*** DATA EXTRACTS

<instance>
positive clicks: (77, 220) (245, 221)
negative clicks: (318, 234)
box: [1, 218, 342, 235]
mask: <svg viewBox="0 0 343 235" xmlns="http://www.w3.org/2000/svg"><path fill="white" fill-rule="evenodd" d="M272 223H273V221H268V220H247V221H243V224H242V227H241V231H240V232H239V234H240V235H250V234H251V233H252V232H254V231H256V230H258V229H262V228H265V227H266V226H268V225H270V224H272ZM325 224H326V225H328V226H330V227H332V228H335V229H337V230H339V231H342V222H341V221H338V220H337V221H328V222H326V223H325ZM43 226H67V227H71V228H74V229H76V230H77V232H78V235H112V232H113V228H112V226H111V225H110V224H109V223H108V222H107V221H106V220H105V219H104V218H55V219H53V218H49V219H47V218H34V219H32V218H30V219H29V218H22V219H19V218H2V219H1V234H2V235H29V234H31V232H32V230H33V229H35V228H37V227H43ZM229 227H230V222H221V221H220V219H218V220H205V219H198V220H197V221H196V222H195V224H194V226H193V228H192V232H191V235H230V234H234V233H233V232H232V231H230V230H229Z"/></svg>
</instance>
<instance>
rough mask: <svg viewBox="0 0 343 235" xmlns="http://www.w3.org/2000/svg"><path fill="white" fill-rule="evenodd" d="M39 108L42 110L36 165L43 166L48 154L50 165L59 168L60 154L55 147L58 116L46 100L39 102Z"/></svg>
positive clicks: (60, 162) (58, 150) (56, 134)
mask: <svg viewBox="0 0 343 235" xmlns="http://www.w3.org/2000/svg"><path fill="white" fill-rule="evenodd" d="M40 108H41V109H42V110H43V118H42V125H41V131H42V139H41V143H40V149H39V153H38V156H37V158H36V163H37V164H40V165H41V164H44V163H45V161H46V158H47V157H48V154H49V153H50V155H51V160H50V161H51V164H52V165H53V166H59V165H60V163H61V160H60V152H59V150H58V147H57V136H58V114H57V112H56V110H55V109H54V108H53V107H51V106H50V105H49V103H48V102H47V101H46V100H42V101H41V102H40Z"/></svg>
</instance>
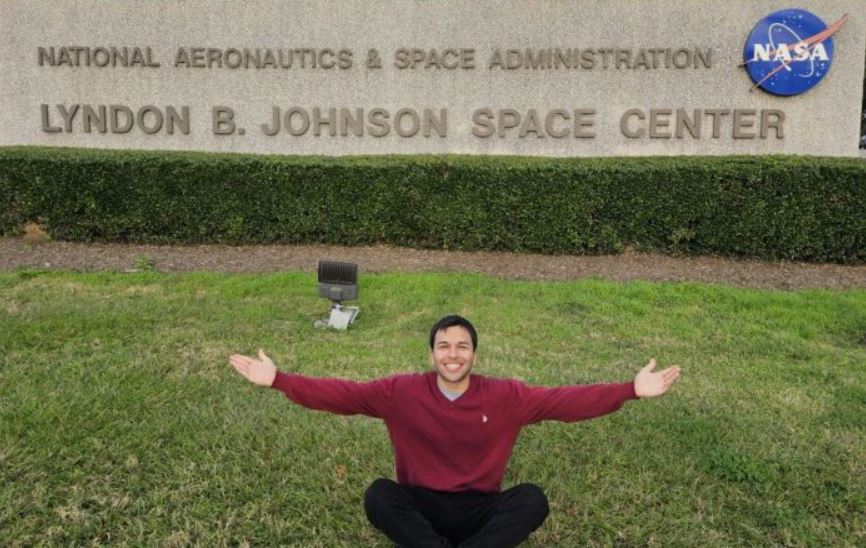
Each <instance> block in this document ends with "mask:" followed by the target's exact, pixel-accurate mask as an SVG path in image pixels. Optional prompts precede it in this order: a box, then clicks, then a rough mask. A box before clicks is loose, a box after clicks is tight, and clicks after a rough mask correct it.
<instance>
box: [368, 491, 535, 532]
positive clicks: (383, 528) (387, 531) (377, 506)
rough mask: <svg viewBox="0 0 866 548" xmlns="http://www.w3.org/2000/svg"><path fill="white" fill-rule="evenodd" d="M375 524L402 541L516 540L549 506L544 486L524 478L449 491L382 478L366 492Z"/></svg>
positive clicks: (530, 526) (534, 526) (371, 515)
mask: <svg viewBox="0 0 866 548" xmlns="http://www.w3.org/2000/svg"><path fill="white" fill-rule="evenodd" d="M364 508H365V509H366V511H367V518H368V519H369V520H370V523H372V524H373V526H374V527H376V528H377V529H379V530H380V531H382V532H383V533H385V534H386V535H387V536H388V538H390V539H391V540H393V541H394V542H396V543H397V544H398V545H400V546H406V547H410V546H413V547H415V546H417V547H427V546H458V545H459V546H466V547H469V546H491V547H496V548H500V547H505V546H517V545H518V544H520V543H521V542H523V541H524V540H526V539H527V537H529V533H531V532H532V531H535V530H536V529H538V528H539V527H540V526H541V524H542V523H543V522H544V518H546V517H547V513H548V511H549V509H548V506H547V497H546V496H544V492H543V491H542V490H541V489H540V488H539V487H538V486H537V485H533V484H531V483H523V484H521V485H518V486H516V487H512V488H511V489H508V490H506V491H503V492H501V493H480V492H472V491H470V492H464V493H444V492H441V491H432V490H430V489H424V488H423V487H414V486H411V485H399V484H397V483H395V482H394V481H391V480H389V479H384V478H379V479H377V480H376V481H374V482H373V484H372V485H370V487H368V488H367V492H366V493H364Z"/></svg>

******

(TASK BRIEF): Retype all of the data above word for word, omitting the pictures.

(RESULT OF THE EXERCISE):
<instance>
positive clicks: (77, 220) (245, 221)
negative clicks: (318, 234)
box: [1, 218, 342, 235]
mask: <svg viewBox="0 0 343 235" xmlns="http://www.w3.org/2000/svg"><path fill="white" fill-rule="evenodd" d="M272 223H273V221H268V220H247V221H243V224H242V227H241V231H240V232H239V234H240V235H250V234H251V233H252V232H254V231H256V230H258V229H262V228H265V227H266V226H268V225H270V224H272ZM325 224H326V225H328V226H330V227H332V228H335V229H337V230H339V231H342V222H341V221H338V220H337V221H328V222H326V223H325ZM43 226H67V227H71V228H74V229H76V230H77V232H78V235H112V232H113V228H112V226H111V225H110V224H109V223H108V222H107V221H106V220H105V219H104V218H55V219H53V218H49V219H47V218H34V219H32V218H30V219H29V218H22V219H19V218H2V219H1V234H2V235H29V234H31V232H32V230H33V229H35V228H37V227H43ZM229 227H230V222H221V221H220V219H218V220H205V219H198V220H197V221H196V222H195V224H194V226H193V228H192V232H191V235H230V234H234V233H233V232H232V231H230V230H229Z"/></svg>
</instance>
<instance>
rough mask: <svg viewBox="0 0 343 235" xmlns="http://www.w3.org/2000/svg"><path fill="white" fill-rule="evenodd" d="M39 108L42 110L36 165L43 166L48 154L50 165L59 168L60 154L55 147L58 116L46 100L39 102Z"/></svg>
positive clicks: (60, 162) (58, 150) (56, 134)
mask: <svg viewBox="0 0 343 235" xmlns="http://www.w3.org/2000/svg"><path fill="white" fill-rule="evenodd" d="M40 108H41V109H42V110H43V118H42V125H41V131H42V139H41V143H40V149H39V153H38V156H37V158H36V163H37V164H40V165H41V164H44V163H45V161H46V158H47V157H48V154H49V153H50V155H51V160H50V161H51V164H52V165H53V166H59V165H60V163H61V160H60V152H59V150H58V147H57V136H58V114H57V112H56V110H55V109H54V108H53V107H51V106H50V105H49V103H48V102H47V101H46V100H42V101H41V102H40Z"/></svg>
</instance>
Each <instance> block in this document ends with "mask:" followed by the target's exact, pixel-accurate mask as an SVG path in image pixels. Optional prompts precede it in this order: a box, then clicks, then a rough mask. A box before clicks is loose, a box after clicks is tight, and clicks after a rough mask correct it.
<instance>
box: [368, 491, 535, 532]
positive clicks: (383, 528) (387, 531) (377, 506)
rough mask: <svg viewBox="0 0 866 548" xmlns="http://www.w3.org/2000/svg"><path fill="white" fill-rule="evenodd" d="M375 524L402 541L516 540L549 506L544 486L524 478L449 491L382 478L366 492Z"/></svg>
positive clicks: (530, 526) (534, 526) (371, 515)
mask: <svg viewBox="0 0 866 548" xmlns="http://www.w3.org/2000/svg"><path fill="white" fill-rule="evenodd" d="M364 508H365V509H366V511H367V518H368V519H369V520H370V523H372V524H373V526H374V527H376V528H377V529H379V530H380V531H382V532H383V533H385V534H386V535H387V536H388V538H390V539H391V540H393V541H394V542H396V543H397V544H398V545H400V546H406V547H410V546H413V547H415V546H417V547H427V546H458V545H459V546H466V547H469V546H491V547H496V548H500V547H505V546H517V545H518V544H520V543H521V542H523V541H524V540H526V539H527V537H529V533H531V532H532V531H535V530H536V529H538V528H539V527H540V526H541V524H542V523H543V522H544V518H546V517H547V513H548V511H549V509H548V506H547V497H546V496H544V492H543V491H542V490H541V489H540V488H539V487H538V486H537V485H533V484H531V483H523V484H521V485H518V486H516V487H512V488H511V489H508V490H506V491H503V492H501V493H480V492H472V491H470V492H464V493H444V492H441V491H432V490H430V489H424V488H423V487H414V486H411V485H399V484H397V483H395V482H394V481H391V480H389V479H384V478H379V479H377V480H376V481H374V482H373V484H372V485H370V487H368V488H367V492H366V493H364Z"/></svg>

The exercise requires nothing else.